* _Work instruction_
Reproduce nothing but the lines from the one with "Query: boulder" down to the last line of the data below.

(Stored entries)
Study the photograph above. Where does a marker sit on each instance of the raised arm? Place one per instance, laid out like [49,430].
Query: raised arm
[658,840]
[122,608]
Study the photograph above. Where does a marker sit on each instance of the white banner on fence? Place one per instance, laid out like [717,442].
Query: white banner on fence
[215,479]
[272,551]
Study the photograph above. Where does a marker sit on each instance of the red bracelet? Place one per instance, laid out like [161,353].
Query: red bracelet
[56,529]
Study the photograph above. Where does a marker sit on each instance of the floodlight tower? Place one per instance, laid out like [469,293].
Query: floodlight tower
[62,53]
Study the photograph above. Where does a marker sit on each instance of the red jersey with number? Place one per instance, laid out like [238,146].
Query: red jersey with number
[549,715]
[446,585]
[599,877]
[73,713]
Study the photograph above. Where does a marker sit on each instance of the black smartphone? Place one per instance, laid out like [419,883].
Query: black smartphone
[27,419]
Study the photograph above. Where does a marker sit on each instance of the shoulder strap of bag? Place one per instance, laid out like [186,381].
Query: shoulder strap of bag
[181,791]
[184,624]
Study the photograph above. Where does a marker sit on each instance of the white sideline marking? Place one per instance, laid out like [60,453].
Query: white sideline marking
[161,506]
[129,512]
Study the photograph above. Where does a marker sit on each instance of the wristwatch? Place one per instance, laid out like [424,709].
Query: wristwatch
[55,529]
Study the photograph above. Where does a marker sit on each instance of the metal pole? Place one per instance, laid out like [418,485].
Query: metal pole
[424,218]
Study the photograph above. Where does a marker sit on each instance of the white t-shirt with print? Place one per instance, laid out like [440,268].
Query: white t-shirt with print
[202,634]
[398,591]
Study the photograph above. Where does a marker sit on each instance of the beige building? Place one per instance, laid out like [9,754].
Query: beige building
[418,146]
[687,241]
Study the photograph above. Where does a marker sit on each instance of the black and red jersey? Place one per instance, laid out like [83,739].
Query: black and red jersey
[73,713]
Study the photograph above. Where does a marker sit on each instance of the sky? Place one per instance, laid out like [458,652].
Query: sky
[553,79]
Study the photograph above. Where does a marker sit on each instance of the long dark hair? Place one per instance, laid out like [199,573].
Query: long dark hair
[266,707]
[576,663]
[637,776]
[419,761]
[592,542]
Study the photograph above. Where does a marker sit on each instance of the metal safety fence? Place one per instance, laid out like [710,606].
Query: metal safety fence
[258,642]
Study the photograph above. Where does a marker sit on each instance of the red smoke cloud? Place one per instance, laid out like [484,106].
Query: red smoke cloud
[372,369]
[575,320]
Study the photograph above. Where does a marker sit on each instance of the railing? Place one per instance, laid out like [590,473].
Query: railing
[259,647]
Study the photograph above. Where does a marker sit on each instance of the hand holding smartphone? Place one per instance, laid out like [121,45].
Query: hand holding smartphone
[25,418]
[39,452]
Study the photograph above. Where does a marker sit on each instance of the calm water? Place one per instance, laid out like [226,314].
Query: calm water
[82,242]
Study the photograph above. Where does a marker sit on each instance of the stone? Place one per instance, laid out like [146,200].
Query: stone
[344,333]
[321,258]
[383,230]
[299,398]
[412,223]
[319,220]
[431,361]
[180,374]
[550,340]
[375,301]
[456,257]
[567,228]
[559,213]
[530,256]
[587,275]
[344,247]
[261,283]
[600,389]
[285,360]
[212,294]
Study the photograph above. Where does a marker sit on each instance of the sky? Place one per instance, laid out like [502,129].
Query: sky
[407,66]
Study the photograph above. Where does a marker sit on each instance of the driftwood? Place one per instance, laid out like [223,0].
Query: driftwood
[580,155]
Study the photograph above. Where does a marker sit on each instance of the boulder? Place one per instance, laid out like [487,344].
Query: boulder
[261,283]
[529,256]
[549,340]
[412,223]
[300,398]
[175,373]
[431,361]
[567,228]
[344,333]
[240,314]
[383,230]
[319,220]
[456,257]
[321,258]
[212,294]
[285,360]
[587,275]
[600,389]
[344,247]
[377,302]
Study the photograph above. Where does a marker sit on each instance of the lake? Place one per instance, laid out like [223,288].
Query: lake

* _Exercise answer_
Query: boulder
[261,283]
[529,256]
[549,340]
[412,223]
[300,398]
[175,373]
[431,361]
[567,228]
[344,333]
[240,314]
[383,230]
[319,220]
[456,257]
[321,258]
[212,294]
[285,360]
[587,275]
[600,389]
[344,247]
[377,302]
Study the photograph above. Where does a marker sit on each instance of the lake? Place one per instance, laid out like [223,288].
Query: lake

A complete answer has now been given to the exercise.